▸ Requirements: Turn the lines below into a numbered list, leaving out any blank lines.

▸ Provided material:
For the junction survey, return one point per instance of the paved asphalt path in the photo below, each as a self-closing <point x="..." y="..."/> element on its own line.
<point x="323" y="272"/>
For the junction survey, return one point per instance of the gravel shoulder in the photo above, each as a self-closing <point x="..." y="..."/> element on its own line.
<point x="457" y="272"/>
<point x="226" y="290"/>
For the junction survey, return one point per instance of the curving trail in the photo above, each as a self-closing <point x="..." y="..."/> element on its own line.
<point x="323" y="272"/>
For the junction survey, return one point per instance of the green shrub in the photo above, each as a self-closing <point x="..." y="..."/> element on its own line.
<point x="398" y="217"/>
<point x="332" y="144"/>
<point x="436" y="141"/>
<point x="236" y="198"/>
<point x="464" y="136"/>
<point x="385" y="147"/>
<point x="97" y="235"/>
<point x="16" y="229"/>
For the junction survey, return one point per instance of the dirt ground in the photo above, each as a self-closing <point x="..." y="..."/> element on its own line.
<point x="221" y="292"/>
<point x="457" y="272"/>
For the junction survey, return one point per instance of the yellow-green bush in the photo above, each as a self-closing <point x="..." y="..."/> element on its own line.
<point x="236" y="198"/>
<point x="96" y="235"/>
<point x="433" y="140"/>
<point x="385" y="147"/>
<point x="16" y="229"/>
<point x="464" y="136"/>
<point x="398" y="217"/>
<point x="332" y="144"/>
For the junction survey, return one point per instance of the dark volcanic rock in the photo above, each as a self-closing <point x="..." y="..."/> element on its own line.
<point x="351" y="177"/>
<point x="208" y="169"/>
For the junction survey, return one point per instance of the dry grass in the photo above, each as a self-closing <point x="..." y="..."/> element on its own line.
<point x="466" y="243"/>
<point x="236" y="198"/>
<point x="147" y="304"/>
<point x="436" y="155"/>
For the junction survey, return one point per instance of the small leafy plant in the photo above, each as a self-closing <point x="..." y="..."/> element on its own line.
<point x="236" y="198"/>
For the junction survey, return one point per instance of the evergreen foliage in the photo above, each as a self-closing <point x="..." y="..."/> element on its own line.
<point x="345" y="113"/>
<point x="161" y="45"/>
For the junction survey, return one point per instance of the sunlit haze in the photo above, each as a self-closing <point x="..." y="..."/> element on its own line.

▸ Task response:
1. For the junction survey, return one point per instance of the paved asphalt path in the photo below, each as a self-closing <point x="..." y="..."/> element on its own line.
2. <point x="323" y="272"/>
3. For the junction survey, return one point per instance of the gravel shoulder in the photo above, each as a self-closing <point x="..." y="..."/> element on its own line.
4. <point x="457" y="272"/>
5. <point x="226" y="290"/>
6. For the junction survey, return one point per instance of the curving trail in the photo above, each as a self-closing <point x="..." y="..."/> element on its own line.
7. <point x="323" y="272"/>
8. For the junction survey, return one point per instance of the green shrub in the photo above, each as a self-closing <point x="..." y="..."/> element on its own line.
9. <point x="398" y="217"/>
10. <point x="332" y="144"/>
11. <point x="436" y="141"/>
12. <point x="236" y="198"/>
13. <point x="464" y="136"/>
14. <point x="385" y="147"/>
15. <point x="97" y="235"/>
16. <point x="16" y="229"/>
17. For the junction survey, return one point per instance of the dirt ground in the photo above, each as a self-closing <point x="..." y="..."/> element on its own line.
18. <point x="221" y="292"/>
19. <point x="457" y="272"/>
20. For the junction survey, return one point per instance of the yellow-green bush in the photo above, each as a self-closing <point x="..." y="..."/> element on its own line.
21. <point x="236" y="198"/>
22. <point x="96" y="235"/>
23. <point x="433" y="140"/>
24. <point x="385" y="147"/>
25. <point x="16" y="229"/>
26. <point x="464" y="136"/>
27. <point x="398" y="217"/>
28. <point x="332" y="144"/>
29. For the junction survey, return one point per instance of the dark volcanic rock in the photo above, each as a self-closing <point x="..." y="..."/> element on its own line.
30. <point x="351" y="177"/>
31. <point x="208" y="169"/>
32. For the junction survey, return one point per instance of the dry grass in the photo above, each as a self-closing <point x="..." y="..."/> element on its own line.
33. <point x="466" y="243"/>
34. <point x="236" y="198"/>
35. <point x="147" y="304"/>
36. <point x="436" y="155"/>
37. For the junction survey, return one point per instance of the small leafy plant in the photo above, each as a self-closing <point x="..." y="..."/> element on its own line.
38. <point x="236" y="198"/>
39. For the junction survey, return one point per instance of the evergreen foliage in the photo above, each as a self-closing <point x="..." y="..."/> element on its own line.
40. <point x="345" y="113"/>
41. <point x="161" y="45"/>
42. For the junction survey, return one point per instance of the sunlit haze in the photo above, each as a self-closing <point x="..." y="..."/> element on its own line.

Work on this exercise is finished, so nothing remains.